--- Material for this task ---

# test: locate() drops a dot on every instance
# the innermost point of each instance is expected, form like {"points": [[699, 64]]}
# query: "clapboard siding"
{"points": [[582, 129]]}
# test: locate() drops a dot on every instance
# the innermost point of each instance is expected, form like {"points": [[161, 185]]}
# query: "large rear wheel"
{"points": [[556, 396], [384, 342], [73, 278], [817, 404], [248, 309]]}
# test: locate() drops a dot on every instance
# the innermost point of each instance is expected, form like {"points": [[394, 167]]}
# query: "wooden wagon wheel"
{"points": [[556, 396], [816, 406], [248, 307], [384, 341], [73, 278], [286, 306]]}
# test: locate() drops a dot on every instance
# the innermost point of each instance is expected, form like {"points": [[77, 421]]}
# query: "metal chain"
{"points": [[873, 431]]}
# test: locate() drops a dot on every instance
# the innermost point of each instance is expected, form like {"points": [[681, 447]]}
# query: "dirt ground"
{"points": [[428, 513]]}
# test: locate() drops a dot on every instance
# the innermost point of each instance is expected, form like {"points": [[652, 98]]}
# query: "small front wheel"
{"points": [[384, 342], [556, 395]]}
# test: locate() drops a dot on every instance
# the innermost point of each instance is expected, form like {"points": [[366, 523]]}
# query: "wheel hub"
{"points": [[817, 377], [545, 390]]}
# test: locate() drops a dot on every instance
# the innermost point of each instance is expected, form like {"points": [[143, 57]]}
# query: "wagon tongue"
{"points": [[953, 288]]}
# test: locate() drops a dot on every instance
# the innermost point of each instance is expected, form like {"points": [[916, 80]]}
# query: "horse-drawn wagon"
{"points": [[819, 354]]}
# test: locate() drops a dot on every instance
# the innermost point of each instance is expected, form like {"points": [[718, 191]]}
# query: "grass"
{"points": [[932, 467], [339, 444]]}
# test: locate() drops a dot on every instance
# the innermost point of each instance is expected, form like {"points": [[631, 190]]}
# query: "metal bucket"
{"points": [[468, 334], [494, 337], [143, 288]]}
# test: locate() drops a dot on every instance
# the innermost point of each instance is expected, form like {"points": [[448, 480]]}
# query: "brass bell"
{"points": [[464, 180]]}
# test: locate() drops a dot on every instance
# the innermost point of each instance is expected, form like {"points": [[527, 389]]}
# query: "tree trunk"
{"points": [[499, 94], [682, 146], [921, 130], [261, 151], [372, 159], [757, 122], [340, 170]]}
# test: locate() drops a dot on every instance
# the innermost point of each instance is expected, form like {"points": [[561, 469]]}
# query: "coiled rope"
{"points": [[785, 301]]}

---

Work item:
Your response should consist of the records, printed exactly.

Output below:
# test: locate() drops a dot on every instance
# the innermost point of each instance is expected, form like {"points": [[699, 64]]}
# query: "clapboard siding"
{"points": [[582, 129]]}
# test: locate() drops a dot on every instance
# the innermost point of each instance is expected, form like {"points": [[161, 185]]}
# query: "large rear wheel"
{"points": [[556, 396], [384, 342], [73, 278], [817, 404], [248, 309]]}
# test: locate() drops a dot on every instance
# the innermost point of each instance is expected, form like {"points": [[394, 167]]}
# query: "wooden wagon wheel"
{"points": [[556, 396], [816, 406], [248, 307], [384, 341], [73, 278], [286, 306]]}
# test: locate() drops a dot on every instance
# the innermost point of each instance is expected, form like {"points": [[77, 421]]}
# query: "metal chain"
{"points": [[873, 431]]}
# test: locate() drops a dot on every instance
# the innermost point of each instance is expected, form like {"points": [[681, 447]]}
# query: "dirt ground"
{"points": [[428, 513]]}
# test: locate() drops a dot on every instance
# the innermost point of each instance is expected, form like {"points": [[652, 98]]}
# query: "small front wheel"
{"points": [[384, 342], [556, 395]]}
# test: locate() drops a dot on every instance
# the innermost point of each instance is expected, form like {"points": [[366, 523]]}
# query: "wheel hub"
{"points": [[817, 377], [545, 390]]}
# test: locate() drops a dot on every instance
# the innermost point of each instance is expected, form like {"points": [[143, 57]]}
# query: "wagon tongue"
{"points": [[953, 288]]}
# test: locate() drops a dot on every instance
# the innermost point of each instance is expected, form like {"points": [[916, 80]]}
# query: "horse-drawn wagon"
{"points": [[819, 354]]}
# test: locate() drops a dot on every instance
# the innermost point of each instance is expected, form like {"points": [[718, 191]]}
# query: "grass"
{"points": [[932, 467], [339, 444]]}
# test: locate() drops a dot on every instance
# the innermost point of each instance is expected, form like {"points": [[631, 190]]}
# query: "metal bucket"
{"points": [[468, 334], [494, 337], [143, 288]]}
# test: locate() drops a dot on every instance
# the innermost point of each instance is expected, form like {"points": [[448, 480]]}
# query: "brass bell"
{"points": [[464, 180]]}
# test: locate() drops a dot on every instance
# the innermost point of each instance is expected, form like {"points": [[527, 389]]}
# query: "tree trunk"
{"points": [[499, 94], [682, 146], [921, 130], [261, 151], [372, 159], [757, 122], [340, 170]]}
# test: locate() drops a dot on every instance
# the innermost point of each instance is expected, form like {"points": [[561, 469]]}
# query: "coiled rope"
{"points": [[785, 301]]}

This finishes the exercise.